───── ВЫБРАННЫЙ ТЕКСТ ─────

Так вот, согласие на результаты игры. То есть, есть правила игры, и эти правила подразумевают, что когда подводится результат, ты с ним соглашаешься, иначе система взрывается. Представить себе, что после следующих выборов в Америке вторая сторона согласится с их результатом, невозможно. Они на этих выборах согласились как бы так, что до сих пор не могут успокоиться. И подставить страну, находящуюся в таком состоянии, под удар какого-то глобального кризиса, это значит, ее уничтожить с большой вероятностью. Или возродить в каком-то другом виде, но уже совершенно не похожем на этот, непонятно каком, как это произошло, например, с имперской Россией.
Д. Леонтьев:
— В реальности у США нет выбора. Они играют со временем. Есть Китай, который неизбежно станет доминантной силой.
М. Леонтьев:
— Они же всех учат одному. Были империи – и нет империй. Вот Британия была империей, но смирилась, существует, даже довольные такие ходят. Франция была империей, Испания была империей, Португалия была империей. Ничего, как-то справляются. И эти справятся. Ну, будут учить китайский. Понятно, что они не могут сами с этим справиться. Это не просто одна из империй, это мировой доминант, где это доминирование давно уже включено в национальный код, код воспроизводства власти.
Д. Леонтьев:
— И в экономическую модель.
М. Леонтьев:
— Трамп прав в чем-то. Он прав в диагнозе. Но не факт, что средства, которые он использует для излечения, они не смертельны. Потому что торговая война как лекарство от отставания от Китая выглядит, как смертельное лекарство, как суицид, в конце концов. Собственно, Киссинджер именно эту точку зрения и продвигал. Здесь справедливо, кстати, заметить, что Киссинджер здесь человек не случайный. Что именно Киссинджер обеспечил, с одной стороны, китайское чудо, и в конечном итоге возможность существования того Китая, который сейчас существует. Но перед этим он обеспечил нейтрализацию Китая в борьбе двух сверхдержав, то есть с Советским Союзом.
Д. Леонтьев:
— Я бы сказал, даже не нейтрализацию.
М. Леонтьев:
— Он не сделал тогда из Китая жесткого союзника Америки, но он сделал из него жуткого врага России. Это он развел. Эти переговоры, которые он вел при Никсоне, когда он добился от Китая резкого поворота в политике, то есть от борьбы с американским гегемонизмом, которая была основным идеологическим принципом, к прямому сотрудничеству, сначала политическому, а потом и экономическому.
Д. Леонтьев:
— От которого объективно обе стороны выиграли на какое-то время.

─────

▸ **ЗАДАНИЯ К УПРАЖНЕНИЮ**:
1) Обновите фрагмент беседы о США и Китае, начиная со слов "Так вот, согласие" и заканчивая словами "с имперской Россией.": замените "глобального" на "мирового" и приведите этот фрагмент полностью.
2) Допишите беседу о США и Китае дальше, начав сразу после её последней реплики.

───── МАТЕРИАЛ НИЖЕ ─────

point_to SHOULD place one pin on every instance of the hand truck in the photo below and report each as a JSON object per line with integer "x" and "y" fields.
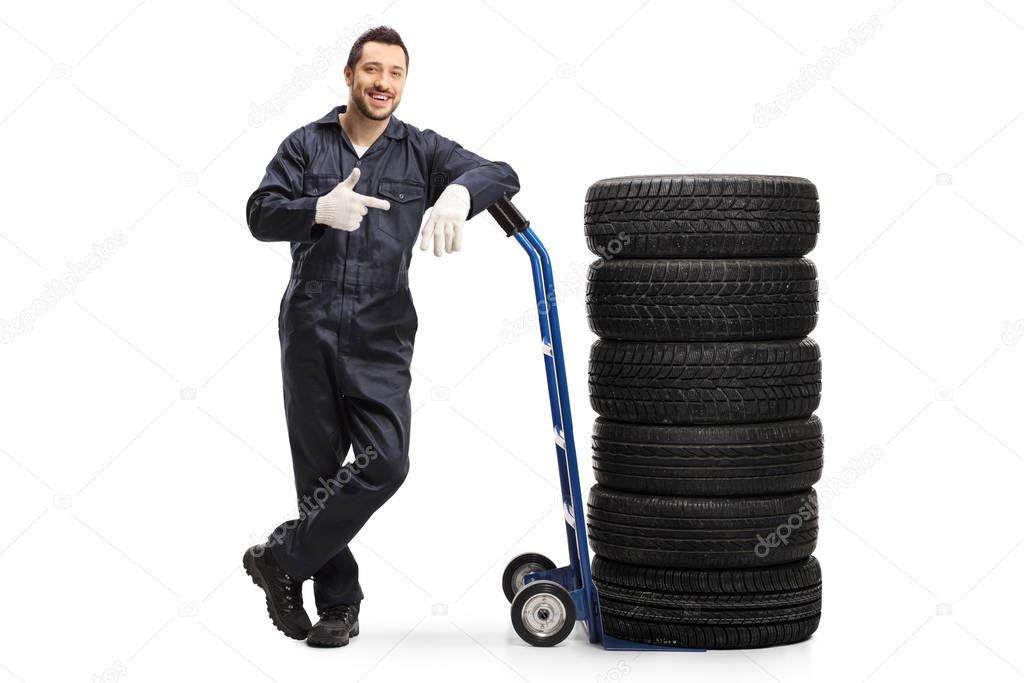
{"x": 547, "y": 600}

─────

▸ **РЕШЁННЫЕ ЗАДАНИЯ**:
1)
Так вот, согласие на результаты игры. То есть, есть правила игры, и эти правила подразумевают, что когда подводится результат, ты с ним соглашаешься, иначе система взрывается. Представить себе, что после следующих выборов в Америке вторая сторона согласится с их результатом, невозможно. Они на этих выборах согласились как бы так, что до сих пор не могут успокоиться. И подставить страну, находящуюся в таком состоянии, под удар какого-то мирового кризиса, это значит, ее уничтожить с большой вероятностью. Или возродить в каком-то другом виде, но уже совершенно не похожем на этот, непонятно каком, как это произошло, например, с имперской Россией.

2)
М. Леонтьев:
— Если на какое-то время, то конечно. Даже считалось, что Соединенные Штаты выигрывают больше, потому что американский капитал получил больше. Деньгами они взяли больше. Но эти же идиоты все время берут деньгами, не понимая, что кроме денег, существуют вещи, гораздо более основательные, то есть состояние национальной экономики и способность ее самовоспроизводиться как лидера. А они это как-то забыли.
Д. Леонтьев:
— Ты говорил о том, что идет обострение. То, что происходит в Гонконге, тот факт, что мы сейчас говорим про выборы…
М. Леонтьев:
— То есть ты хочешь сказать, что Китай тоже обладает определенной степенью социальной уязвимости.
Д. Леонтьев:
— Да, безусловно.
М. Леонтьев:
— Здесь две вещи. Во-первых, да, конечно. Но Китай всегда это понимал, и вполне возможно, что китайское руководство… Ну, говорить, что они недооценивают социальную уязвимость Китая, невозможно, они ее переоценивают, они перестраховываются, они гораздо в большей степени свою политическую систему, систему управления, экономическую политику адаптируют к контролю за социальной ситуацией. У них это встроено просто.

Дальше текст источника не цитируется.